> [Exercise inputs]
## begin

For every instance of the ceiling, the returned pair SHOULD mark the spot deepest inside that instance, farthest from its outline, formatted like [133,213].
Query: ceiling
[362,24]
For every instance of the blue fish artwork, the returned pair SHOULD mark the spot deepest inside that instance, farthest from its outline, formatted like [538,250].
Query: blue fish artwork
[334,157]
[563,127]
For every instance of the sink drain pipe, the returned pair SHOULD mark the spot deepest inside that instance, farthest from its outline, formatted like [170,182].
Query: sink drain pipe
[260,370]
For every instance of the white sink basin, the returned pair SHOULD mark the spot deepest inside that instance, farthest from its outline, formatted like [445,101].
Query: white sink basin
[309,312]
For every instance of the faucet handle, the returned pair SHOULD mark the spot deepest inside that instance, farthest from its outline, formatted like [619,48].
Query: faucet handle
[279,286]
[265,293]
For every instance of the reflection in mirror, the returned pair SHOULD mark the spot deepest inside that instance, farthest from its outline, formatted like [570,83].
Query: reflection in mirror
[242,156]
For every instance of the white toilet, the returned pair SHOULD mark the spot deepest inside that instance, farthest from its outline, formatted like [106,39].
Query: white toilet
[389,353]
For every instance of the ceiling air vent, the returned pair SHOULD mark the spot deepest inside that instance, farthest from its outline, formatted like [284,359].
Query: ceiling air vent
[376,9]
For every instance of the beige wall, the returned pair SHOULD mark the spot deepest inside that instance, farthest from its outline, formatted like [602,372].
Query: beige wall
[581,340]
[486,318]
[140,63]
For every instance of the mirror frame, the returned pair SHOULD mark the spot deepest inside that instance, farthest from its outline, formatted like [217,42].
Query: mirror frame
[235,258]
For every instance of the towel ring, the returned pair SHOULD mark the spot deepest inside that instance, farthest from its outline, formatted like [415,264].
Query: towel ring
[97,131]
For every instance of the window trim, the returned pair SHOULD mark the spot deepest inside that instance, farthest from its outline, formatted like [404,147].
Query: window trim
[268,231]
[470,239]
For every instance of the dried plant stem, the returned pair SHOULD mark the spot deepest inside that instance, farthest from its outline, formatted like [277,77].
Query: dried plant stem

## end

> [Work to do]
Repeat the data precisely, line by line.

> [Response to the task]
For every instance of the ceiling, the returned pair SHOULD mark the spot deepest inside that instance, farthest from its outline, formatted like [133,213].
Query: ceiling
[362,24]
For every instance of the blue fish artwork, the returned pair SHOULD mark the spot deepest inside that instance, farthest from its outline, formatted like [538,250].
Query: blue fish artwork
[334,157]
[563,127]
For every instance of the sink drain pipe, the returned pair SHOULD mark the spot deepest inside that instance, farthest from its outline, formatted like [170,182].
Query: sink drain pipe
[260,370]
For every instance of the white sink basin, the returned pair SHOULD mark the spot deepest inside that instance, farthest from its outline, formatted like [445,101].
Query: white sink basin
[309,312]
For every instance of the faucet handle, the returned pair SHOULD mark the spot deepest inside that instance, farthest from its outline, formatted like [619,48].
Query: faucet handle
[279,286]
[265,293]
For every instance of the reflection in mirror, the returned pair SHOULD mark the spot deepest inside that instance, farthest from its outline, formatted like [570,83].
Query: reflection in mirror
[242,156]
For every instance of the white toilet, the returned pair SHOULD mark the spot deepest inside that instance, farthest from its outline, formatted like [106,39].
Query: white toilet
[389,353]
For every instance of the ceiling air vent, the returned pair SHOULD mark the spot deepest inside that instance, farthest from its outline, formatted like [284,359].
Query: ceiling air vent
[376,9]
For every instance of the beige wall, the returned pair SHOULD mark the spot deepest inside that instance, farthest from its outline, formatted like [602,372].
Query: beige wall
[581,340]
[486,318]
[140,63]
For every instance of the mirror frame, the returned pair SHOULD mark the spot deepest inside that instance, farthest from its outline, formatted like [217,42].
Query: mirror frame
[235,258]
For every instance of the towel ring, the returned pair SHOULD mark the spot deepest inside that instance, farthest from its outline, formatted like [415,264].
Query: towel ring
[97,131]
For every instance of the window trim, the returned pair SHOULD mark the spot deepest inside that instance, farthest from its outline, formatted like [404,147].
Query: window trim
[268,231]
[470,239]
For every instance of the dried plant stem, the returned pair SHOULD mark the spot deepest inside that instance, farthest from its outline, formatted like [277,77].
Query: dried plant stem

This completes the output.